• 短い作業 a: 基板搬送装置についての文章のうち、「図13は、基板カメラ16が作」から「を継続して行うことができる。」までを一字も変えずに書き写してください。

··· 読む文章 ···

図13は、基板カメラ16が作業位置検出センサ32による検査位置(作業位置)の上方に位置して基板KBの先頭部を検出している状態を示している。
【0060】
実施の形態2において、基板カメラ16は本来の機能(基板マークMKを撮像する機能)を果たしつつ、動作が非正常状態になったセンサ30の役目も果たすため、部品実装機1が実行する部品搭載作業について幾分かは機能が低下(すなわち縮退)することになる。しかし、搬送機構12による基板KBの搬送動作という基本的な動作を維持でき、基板搬送装置60による基板KBの搬送動作、ひいては部品実装機1による部品搭載作業を継続して行うことができるので、実施の形態1と同様の効果を得ることができる。
【0061】
なお、この実施の形態2においても、搬送モード設定部53によって縮退搬送モードが設定されているときには、制御装置50は、タッチパネル18に、縮退搬送モードによって基板KBの搬送が行われている旨を表示させる。これにより、搬送モードが縮退搬送モードに設定されている状態では、そのことが作業者OPに通知されることとなり、作業者OPは適切な時期にセンサの点検を行わなければならないことを認識した状態で作業をすることができる。
【0062】
以上説明したように、本実施の形態1,2における物品搬送装置である基板搬送装置60によれば、物品としての基板KBを搬送する搬送機構12が備える複数のセンサ30の一部の動作が非正常状態となったとしても、搬送機構12による基板KBの搬送動作という基本的な動作を維持できる。このため一部のセンサ30(物品検出部)の動作が非正常状態になったとしての部品実装機1の全体の稼動を停止させる必要はなく、部品実装機1による部品搭載作業を継続して行うことができる。

···

• 短い作業 b: レコードの中の「Accessibility service: describe the location of small」を含む行から「18,215 -> 439,299」を含む行までを、両端の行も入れて、そのままもう一度書き出してください。

··· 処理するレコード ···

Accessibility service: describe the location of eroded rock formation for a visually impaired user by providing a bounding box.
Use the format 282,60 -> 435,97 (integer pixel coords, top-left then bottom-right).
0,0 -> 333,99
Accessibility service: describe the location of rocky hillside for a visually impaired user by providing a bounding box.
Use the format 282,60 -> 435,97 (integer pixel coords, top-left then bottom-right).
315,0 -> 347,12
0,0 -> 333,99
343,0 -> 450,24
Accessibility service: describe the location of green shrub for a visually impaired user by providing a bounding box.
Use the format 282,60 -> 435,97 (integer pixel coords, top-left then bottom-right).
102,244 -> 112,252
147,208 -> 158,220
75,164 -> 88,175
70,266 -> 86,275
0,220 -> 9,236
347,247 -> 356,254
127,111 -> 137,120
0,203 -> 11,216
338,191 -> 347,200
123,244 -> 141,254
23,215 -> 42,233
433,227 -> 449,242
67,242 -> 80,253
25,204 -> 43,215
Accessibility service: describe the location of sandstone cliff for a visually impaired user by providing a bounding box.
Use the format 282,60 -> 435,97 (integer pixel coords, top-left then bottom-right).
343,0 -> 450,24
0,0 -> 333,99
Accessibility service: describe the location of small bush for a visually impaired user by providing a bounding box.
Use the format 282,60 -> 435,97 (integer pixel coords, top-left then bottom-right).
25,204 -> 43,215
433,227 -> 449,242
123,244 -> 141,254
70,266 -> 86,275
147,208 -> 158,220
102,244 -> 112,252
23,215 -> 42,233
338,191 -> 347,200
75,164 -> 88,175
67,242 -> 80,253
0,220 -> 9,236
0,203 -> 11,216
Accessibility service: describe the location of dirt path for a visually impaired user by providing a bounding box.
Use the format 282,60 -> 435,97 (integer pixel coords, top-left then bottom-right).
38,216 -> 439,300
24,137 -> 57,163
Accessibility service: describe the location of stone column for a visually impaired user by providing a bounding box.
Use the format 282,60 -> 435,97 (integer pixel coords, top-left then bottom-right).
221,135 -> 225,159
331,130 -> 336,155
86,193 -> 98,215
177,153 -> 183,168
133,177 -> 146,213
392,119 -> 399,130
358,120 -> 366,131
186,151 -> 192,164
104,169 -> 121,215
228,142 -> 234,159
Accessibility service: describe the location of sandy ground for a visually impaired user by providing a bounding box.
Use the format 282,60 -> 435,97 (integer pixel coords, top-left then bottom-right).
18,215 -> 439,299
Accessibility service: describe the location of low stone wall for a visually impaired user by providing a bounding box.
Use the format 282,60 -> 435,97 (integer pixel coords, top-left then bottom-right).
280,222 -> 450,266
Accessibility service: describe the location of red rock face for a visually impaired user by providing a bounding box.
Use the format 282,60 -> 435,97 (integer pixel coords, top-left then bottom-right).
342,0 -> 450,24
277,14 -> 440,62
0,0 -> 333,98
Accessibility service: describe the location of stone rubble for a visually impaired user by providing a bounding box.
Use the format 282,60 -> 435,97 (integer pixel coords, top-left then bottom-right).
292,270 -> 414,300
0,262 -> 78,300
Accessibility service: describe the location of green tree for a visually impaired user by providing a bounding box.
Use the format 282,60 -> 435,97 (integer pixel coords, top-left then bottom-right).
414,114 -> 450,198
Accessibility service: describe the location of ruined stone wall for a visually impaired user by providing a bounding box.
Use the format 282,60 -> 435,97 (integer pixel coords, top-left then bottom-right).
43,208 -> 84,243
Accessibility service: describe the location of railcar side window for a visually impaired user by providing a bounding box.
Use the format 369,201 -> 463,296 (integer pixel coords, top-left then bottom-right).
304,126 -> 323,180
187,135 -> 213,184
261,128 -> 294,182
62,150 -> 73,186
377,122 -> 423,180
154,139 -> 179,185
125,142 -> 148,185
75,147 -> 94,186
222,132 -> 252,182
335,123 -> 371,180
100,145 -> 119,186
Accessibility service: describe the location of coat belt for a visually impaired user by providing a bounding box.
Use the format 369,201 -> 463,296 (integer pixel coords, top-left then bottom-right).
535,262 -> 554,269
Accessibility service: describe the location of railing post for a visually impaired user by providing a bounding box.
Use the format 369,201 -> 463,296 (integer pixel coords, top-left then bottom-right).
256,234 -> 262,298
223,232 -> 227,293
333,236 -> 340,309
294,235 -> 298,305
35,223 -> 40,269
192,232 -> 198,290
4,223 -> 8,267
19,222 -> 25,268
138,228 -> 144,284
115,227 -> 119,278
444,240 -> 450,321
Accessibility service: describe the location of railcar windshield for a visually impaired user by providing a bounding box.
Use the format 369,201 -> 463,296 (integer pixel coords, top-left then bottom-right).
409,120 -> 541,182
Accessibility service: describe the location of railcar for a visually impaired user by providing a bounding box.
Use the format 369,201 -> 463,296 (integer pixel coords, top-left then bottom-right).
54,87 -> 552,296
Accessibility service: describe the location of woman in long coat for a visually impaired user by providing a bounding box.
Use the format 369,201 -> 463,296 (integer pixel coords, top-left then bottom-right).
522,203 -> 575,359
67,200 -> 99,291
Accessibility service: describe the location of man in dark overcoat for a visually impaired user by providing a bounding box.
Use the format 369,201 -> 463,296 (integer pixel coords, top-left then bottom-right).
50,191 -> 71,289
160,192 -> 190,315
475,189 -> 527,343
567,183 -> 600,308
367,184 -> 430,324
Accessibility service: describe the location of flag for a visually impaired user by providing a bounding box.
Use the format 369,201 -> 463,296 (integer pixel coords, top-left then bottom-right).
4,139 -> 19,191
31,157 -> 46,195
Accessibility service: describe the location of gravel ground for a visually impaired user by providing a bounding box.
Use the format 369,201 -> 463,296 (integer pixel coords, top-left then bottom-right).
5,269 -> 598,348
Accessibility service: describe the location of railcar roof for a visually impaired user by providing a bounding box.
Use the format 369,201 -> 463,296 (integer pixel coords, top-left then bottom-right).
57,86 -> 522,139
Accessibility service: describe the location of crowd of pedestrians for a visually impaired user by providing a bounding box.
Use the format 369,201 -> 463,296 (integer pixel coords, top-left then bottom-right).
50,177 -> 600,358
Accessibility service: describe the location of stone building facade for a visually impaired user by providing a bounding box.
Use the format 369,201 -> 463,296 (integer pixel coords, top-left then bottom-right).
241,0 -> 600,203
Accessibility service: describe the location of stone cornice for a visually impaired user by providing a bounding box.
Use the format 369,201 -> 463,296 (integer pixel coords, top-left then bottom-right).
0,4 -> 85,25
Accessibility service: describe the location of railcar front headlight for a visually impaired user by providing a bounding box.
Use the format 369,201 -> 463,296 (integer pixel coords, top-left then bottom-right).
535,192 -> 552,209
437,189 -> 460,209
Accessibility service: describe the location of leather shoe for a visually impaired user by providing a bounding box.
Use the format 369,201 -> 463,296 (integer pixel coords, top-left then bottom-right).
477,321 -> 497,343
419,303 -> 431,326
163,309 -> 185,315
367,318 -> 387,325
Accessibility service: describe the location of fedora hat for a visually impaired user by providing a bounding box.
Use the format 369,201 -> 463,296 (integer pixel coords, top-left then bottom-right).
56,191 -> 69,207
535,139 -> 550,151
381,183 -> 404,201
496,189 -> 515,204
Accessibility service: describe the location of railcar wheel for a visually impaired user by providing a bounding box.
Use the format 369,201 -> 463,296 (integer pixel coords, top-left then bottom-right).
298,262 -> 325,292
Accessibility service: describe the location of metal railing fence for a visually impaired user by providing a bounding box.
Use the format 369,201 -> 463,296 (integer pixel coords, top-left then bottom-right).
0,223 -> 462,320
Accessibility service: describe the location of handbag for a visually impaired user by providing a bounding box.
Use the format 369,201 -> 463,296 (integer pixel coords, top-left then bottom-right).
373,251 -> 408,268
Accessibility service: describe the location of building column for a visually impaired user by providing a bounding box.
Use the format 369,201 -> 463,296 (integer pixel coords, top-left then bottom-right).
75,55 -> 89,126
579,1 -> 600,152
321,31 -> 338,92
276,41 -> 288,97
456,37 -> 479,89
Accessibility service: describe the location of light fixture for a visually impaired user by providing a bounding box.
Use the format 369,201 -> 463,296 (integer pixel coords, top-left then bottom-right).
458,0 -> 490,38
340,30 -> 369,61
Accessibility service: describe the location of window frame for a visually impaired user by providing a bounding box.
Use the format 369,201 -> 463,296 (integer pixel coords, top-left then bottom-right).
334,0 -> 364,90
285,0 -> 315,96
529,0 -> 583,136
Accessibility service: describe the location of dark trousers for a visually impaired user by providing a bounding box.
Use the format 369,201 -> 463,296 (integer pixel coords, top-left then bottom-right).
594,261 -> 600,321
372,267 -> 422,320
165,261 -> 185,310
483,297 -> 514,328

···

• 出力の全文 a:
図13は、基板カメラ16が作業位置検出センサ32による検査位置(作業位置)の上方に位置して基板KBの先頭部を検出している状態を示している。
【0060】
実施の形態2において、基板カメラ16は本来の機能(基板マークMKを撮像する機能)を果たしつつ、動作が非正常状態になったセンサ30の役目も果たすため、部品実装機1が実行する部品搭載作業について幾分かは機能が低下(すなわち縮退)することになる。しかし、搬送機構12による基板KBの搬送動作という基本的な動作を維持でき、基板搬送装置60による基板KBの搬送動作、ひいては部品実装機1による部品搭載作業を継続して行うことができるので、実施の形態1と同様の効果を得ることができる。
【0061】
なお、この実施の形態2においても、搬送モード設定部53によって縮退搬送モードが設定されているときには、制御装置50は、タッチパネル18に、縮退搬送モードによって基板KBの搬送が行われている旨を表示させる。これにより、搬送モードが縮退搬送モードに設定されている状態では、そのことが作業者OPに通知されることとなり、作業者OPは適切な時期にセンサの点検を行わなければならないことを認識した状態で作業をすることができる。
【0062】
以上説明したように、本実施の形態1,2における物品搬送装置である基板搬送装置60によれば、物品としての基板KBを搬送する搬送機構12が備える複数のセンサ30の一部の動作が非正常状態となったとしても、搬送機構12による基板KBの搬送動作という基本的な動作を維持できる。このため一部のセンサ30(物品検出部)の動作が非正常状態になったとしての部品実装機1の全体の稼動を停止させる必要はなく、部品実装機1による部品搭載作業を継続して行うことができる。

• 出力の全文 b:
Accessibility service: describe the location of small bush for a visually impaired user by providing a bounding box.
Use the format 282,60 -> 435,97 (integer pixel coords, top-left then bottom-right).
25,204 -> 43,215
433,227 -> 449,242
123,244 -> 141,254
70,266 -> 86,275
147,208 -> 158,220
102,244 -> 112,252
23,215 -> 42,233
338,191 -> 347,200
75,164 -> 88,175
67,242 -> 80,253
0,220 -> 9,236
0,203 -> 11,216
Accessibility service: describe the location of dirt path for a visually impaired user by providing a bounding box.
Use the format 282,60 -> 435,97 (integer pixel coords, top-left then bottom-right).
38,216 -> 439,300
24,137 -> 57,163
Accessibility service: describe the location of stone column for a visually impaired user by providing a bounding box.
Use the format 282,60 -> 435,97 (integer pixel coords, top-left then bottom-right).
221,135 -> 225,159
331,130 -> 336,155
86,193 -> 98,215
177,153 -> 183,168
133,177 -> 146,213
392,119 -> 399,130
358,120 -> 366,131
186,151 -> 192,164
104,169 -> 121,215
228,142 -> 234,159
Accessibility service: describe the location of sandy ground for a visually impaired user by providing a bounding box.
Use the format 282,60 -> 435,97 (integer pixel coords, top-left then bottom-right).
18,215 -> 439,299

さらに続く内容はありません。